____ Records shown
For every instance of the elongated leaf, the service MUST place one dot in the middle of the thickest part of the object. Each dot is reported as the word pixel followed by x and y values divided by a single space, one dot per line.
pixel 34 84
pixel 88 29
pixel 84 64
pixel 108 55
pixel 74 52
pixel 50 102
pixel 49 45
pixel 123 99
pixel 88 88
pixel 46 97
________
Lay out every row as a numbered list, omitting any blank lines.

1. For every instance of the elongated leaf, the service MUST place one dot in the middle of the thickest part of the object. Each dot is reported as the word pixel followed by x and y values divided by a single space, one dot per line.
2. pixel 34 84
3. pixel 88 29
4. pixel 84 64
5. pixel 108 55
6. pixel 74 52
7. pixel 50 102
8. pixel 49 45
9. pixel 123 99
10. pixel 88 88
11. pixel 46 97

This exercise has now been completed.